───── Extract to read ─────
The intervention of the state in secular matters associated with religion has brought about some favorable and positive judgments. In Sastri Yagnapurushdasji v. Muldas[16] Bombay Hindu Places Of Worship Act was passed which permitted untouchables to enter and worship in the temples. Here, the satsangi sect challenged the constitutional validity of that Act prohibiting their practice of not allowing ‘untouchables’ to enter temples. They argued that they were not part of the Hindu religion and they were exempted from this legislation. The Supreme Court relying on several Hindu texts came to the conclusion that satsangis were Hindus and the act merely aimed to bring about social equality and that the religious rights of the people weren’t infringed upon.

There are few other cases in which the judiciary has used essential religious function as a tool to bring about social justice. The Apex Court in the case of Seshammal v. State of T.N.[17], held that the hereditary principle of temple priests as void, stating clearly that the archakas and priests are temple servants and that matters concerning their appointment, emoluments and the benefits fall within the ambit of secular activities susceptible to interference by the state. Similarly in A. S. Narayana Deekshitulu v. state of A. P.[18] appointment of non-Brahmin as a priest in a temple, authorized by law was upheld.

However, there has also been ample criticism on the applicability of the essential religious functions test. In Acharya Jagdishwaranand Avadhuta v. Commissioner of Police[19] and Commissioner of Police v. Acharya Jagdishwaranand Avadhuta[20] the courts upon examining several religious texts and religious practices of the Amanda Margis, was of the opinion that the tandava dance was not a part of their essential religious functions and in the process further narrowed the Essential Religious Functions.
─────
● **Required tasks**
1. In the passage on the essential religious functions test, what was upheld in A. S. Narayana Deekshitulu v. State of A. P.?
2. Please carry on the passage on the essential religious functions test, picking up after its final sentence.
───── Dataset rows ─────
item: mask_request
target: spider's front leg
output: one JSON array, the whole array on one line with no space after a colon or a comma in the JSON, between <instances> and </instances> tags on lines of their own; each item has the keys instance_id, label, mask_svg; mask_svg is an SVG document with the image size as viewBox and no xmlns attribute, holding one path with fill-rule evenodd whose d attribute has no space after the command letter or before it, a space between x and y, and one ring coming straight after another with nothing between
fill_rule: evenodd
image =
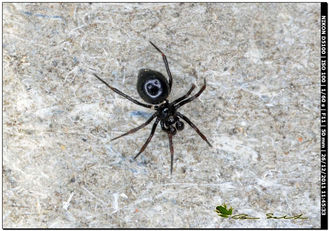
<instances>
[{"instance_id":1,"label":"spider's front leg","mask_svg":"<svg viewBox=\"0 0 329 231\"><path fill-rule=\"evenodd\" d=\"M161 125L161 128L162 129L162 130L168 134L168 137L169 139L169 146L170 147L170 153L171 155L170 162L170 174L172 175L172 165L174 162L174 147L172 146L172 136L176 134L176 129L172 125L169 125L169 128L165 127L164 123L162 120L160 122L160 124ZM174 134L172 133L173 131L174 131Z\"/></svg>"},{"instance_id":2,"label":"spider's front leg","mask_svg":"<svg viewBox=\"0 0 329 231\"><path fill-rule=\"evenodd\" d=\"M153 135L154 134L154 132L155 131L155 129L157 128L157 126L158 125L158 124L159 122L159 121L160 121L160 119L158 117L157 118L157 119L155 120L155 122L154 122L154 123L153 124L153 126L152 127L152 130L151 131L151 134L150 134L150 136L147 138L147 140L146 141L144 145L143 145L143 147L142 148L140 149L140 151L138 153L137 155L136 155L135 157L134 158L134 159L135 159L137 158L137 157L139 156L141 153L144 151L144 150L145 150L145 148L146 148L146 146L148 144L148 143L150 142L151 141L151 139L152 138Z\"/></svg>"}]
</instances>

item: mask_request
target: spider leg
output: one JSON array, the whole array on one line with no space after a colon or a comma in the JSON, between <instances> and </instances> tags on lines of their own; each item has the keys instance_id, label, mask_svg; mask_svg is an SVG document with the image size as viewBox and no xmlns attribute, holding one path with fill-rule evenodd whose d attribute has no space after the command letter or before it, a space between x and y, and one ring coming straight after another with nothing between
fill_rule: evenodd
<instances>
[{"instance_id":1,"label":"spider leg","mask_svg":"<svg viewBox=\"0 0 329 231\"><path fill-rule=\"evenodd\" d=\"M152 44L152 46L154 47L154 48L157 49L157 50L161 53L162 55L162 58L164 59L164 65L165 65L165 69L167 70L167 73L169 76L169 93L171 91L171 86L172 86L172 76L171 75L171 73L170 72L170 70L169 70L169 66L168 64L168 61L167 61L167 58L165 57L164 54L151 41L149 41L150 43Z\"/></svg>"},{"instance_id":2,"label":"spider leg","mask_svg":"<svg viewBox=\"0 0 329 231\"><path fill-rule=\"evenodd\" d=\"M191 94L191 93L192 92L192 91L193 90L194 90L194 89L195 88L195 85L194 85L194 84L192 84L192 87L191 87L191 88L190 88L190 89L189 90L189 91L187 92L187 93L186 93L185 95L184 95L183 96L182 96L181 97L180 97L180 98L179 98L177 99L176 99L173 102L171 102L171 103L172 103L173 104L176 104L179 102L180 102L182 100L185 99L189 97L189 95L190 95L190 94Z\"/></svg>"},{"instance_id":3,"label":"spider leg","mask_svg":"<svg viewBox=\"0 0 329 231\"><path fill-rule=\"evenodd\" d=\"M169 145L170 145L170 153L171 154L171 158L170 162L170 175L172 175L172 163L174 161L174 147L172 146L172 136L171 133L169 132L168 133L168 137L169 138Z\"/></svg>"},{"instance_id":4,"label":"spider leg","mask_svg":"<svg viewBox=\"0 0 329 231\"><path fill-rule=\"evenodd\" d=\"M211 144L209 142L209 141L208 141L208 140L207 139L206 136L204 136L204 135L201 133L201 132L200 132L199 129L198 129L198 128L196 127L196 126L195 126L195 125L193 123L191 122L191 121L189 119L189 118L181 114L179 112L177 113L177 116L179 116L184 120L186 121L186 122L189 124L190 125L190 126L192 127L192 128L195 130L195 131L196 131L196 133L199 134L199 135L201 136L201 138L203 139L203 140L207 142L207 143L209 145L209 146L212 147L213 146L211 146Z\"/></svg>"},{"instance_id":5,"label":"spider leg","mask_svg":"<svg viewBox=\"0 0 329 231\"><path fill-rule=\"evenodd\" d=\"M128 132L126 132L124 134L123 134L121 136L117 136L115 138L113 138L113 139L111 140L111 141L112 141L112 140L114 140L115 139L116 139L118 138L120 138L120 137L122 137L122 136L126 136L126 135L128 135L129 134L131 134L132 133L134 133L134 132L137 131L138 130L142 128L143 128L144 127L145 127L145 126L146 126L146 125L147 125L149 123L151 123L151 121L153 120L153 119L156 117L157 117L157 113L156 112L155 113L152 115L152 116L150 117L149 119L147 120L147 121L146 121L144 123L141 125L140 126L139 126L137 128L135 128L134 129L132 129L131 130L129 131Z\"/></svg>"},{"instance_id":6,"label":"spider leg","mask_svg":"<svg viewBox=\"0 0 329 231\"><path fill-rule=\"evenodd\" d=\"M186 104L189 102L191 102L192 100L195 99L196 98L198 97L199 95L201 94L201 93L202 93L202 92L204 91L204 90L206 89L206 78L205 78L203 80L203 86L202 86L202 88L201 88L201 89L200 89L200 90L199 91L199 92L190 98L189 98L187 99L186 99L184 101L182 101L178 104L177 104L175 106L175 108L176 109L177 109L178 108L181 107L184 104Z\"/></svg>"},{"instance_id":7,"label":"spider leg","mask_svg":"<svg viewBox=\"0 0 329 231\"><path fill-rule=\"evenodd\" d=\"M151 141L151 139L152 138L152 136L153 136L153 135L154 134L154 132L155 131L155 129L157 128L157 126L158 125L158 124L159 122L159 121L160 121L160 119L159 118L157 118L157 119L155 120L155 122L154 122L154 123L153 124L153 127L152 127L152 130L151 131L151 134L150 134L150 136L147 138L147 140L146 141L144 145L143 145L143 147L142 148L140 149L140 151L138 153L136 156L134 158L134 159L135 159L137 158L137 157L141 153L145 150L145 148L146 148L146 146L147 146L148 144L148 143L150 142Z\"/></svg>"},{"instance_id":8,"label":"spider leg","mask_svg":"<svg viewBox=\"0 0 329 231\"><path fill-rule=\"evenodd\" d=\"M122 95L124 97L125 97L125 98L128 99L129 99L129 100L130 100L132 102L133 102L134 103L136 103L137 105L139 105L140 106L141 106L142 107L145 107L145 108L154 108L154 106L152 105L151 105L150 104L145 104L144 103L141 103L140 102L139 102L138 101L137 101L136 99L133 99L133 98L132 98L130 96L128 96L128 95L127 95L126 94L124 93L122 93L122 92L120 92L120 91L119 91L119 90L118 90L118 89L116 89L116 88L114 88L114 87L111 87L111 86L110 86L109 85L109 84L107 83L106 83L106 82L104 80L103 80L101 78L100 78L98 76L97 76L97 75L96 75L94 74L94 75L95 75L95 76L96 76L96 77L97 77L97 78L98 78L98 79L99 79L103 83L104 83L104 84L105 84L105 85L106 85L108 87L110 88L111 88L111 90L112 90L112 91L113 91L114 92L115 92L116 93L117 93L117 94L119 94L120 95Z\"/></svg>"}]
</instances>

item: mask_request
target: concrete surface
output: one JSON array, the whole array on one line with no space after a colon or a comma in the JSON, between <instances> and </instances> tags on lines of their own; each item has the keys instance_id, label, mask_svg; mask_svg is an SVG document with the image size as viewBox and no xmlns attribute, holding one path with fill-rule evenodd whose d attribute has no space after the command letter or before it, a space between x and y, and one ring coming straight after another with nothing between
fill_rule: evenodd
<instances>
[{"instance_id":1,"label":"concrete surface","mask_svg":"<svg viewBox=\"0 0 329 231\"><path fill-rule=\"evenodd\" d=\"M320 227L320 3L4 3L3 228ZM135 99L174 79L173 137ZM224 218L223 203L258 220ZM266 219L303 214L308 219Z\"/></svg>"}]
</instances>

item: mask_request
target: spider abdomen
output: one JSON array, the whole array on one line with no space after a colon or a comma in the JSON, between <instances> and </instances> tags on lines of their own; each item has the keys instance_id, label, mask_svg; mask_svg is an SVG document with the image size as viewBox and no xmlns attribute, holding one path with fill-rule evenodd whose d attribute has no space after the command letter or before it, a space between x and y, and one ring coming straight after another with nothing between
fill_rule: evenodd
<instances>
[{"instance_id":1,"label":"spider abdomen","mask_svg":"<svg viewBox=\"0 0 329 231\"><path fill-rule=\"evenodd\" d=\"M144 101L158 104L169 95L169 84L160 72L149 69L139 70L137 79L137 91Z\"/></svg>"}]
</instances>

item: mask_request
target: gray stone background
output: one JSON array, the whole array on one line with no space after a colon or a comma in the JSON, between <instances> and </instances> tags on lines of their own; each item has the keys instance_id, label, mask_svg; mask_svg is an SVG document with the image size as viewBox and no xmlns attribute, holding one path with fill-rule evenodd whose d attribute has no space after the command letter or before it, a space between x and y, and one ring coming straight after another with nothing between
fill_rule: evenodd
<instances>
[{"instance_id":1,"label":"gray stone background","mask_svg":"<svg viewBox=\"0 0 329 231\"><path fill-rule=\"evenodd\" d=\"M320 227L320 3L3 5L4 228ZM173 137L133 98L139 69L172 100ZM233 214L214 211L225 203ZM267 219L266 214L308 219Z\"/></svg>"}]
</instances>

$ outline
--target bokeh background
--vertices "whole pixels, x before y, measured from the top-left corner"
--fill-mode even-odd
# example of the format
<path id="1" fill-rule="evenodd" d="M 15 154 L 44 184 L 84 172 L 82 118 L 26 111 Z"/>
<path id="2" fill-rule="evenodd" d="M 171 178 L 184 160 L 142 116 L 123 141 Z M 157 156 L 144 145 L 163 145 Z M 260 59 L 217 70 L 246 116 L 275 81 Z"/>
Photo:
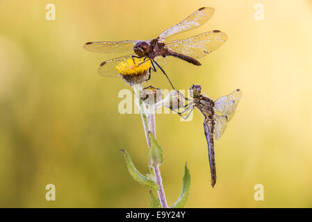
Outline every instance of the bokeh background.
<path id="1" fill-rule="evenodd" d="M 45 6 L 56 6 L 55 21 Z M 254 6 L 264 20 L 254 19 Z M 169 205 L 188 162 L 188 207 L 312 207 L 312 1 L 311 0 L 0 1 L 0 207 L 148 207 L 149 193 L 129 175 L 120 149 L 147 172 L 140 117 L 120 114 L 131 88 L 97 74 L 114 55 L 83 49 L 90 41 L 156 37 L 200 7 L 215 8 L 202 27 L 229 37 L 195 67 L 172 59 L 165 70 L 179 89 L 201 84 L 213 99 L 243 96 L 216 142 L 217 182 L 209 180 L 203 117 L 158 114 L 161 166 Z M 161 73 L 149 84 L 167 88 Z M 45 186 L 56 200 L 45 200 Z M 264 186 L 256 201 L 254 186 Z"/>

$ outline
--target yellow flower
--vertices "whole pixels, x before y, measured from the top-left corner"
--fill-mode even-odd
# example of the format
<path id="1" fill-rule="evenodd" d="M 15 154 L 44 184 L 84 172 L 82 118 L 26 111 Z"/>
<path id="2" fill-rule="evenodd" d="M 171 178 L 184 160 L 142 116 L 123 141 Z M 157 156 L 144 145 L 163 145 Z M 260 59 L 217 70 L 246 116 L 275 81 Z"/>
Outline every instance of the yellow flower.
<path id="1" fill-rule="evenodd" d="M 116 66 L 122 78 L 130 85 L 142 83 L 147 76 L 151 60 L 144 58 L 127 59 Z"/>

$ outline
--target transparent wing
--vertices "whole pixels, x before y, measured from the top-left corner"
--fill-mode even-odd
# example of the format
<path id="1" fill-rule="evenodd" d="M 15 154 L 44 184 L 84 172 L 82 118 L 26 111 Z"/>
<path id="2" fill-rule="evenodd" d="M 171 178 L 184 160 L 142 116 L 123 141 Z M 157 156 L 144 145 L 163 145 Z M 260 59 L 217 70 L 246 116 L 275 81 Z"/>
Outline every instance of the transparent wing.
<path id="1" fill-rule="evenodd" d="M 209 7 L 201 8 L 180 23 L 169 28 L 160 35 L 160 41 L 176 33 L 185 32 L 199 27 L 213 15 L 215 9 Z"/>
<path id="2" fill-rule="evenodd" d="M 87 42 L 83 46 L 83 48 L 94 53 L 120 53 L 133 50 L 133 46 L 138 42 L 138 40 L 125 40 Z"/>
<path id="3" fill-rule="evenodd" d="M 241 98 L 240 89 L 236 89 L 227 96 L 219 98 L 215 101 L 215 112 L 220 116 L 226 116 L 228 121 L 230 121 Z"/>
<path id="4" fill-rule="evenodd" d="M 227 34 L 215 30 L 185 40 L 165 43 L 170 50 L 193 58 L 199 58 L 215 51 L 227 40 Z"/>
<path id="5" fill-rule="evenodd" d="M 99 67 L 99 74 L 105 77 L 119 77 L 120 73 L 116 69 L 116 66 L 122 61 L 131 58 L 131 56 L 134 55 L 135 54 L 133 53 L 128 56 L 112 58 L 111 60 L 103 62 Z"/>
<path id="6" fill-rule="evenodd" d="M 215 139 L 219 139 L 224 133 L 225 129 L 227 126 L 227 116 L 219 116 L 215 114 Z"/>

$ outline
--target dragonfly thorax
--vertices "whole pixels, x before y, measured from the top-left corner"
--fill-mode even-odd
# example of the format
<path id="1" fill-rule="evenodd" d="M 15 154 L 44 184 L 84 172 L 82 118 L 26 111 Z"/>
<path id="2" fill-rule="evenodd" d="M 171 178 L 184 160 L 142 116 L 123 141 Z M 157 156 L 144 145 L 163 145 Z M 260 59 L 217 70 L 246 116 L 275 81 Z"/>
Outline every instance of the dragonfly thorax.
─────
● **Results**
1. The law-authorized appointment of a non-Brahmin as a temple priest.

2.
In the Calcutta High Court[21] single bench Justice B.P. Banerjee made a commendable observation which read as “If courts started enquiring and deciding the rationality of a particular religious practice, then there might be confusion and the religious practice would become what the Courts wished the religious practice to be.” This observation made by Justice Banerjee has been one of the most compelling and powerful criticisms of the essential functions test. The judiciary, at times, has utilized the test to deprive individuals and institutions of the full enjoyment of the right to religious freedom instead of using the said test to enhance the same. The test had been widely used to exclude non-essential practices from constitutional protection. The judiciary deployed this extraordinary power by relying on limited religious texts to define the essential practices. Having assumed the power greater than any religious leader, they acted as a theological authority so as to determine the practices which were essential for a religion.[22] Taking this into consideration it would not be conjecture to argue that the judiciary is resorting to transgression in being the sole decision maker as to whether a certain act is an essential religious function or not.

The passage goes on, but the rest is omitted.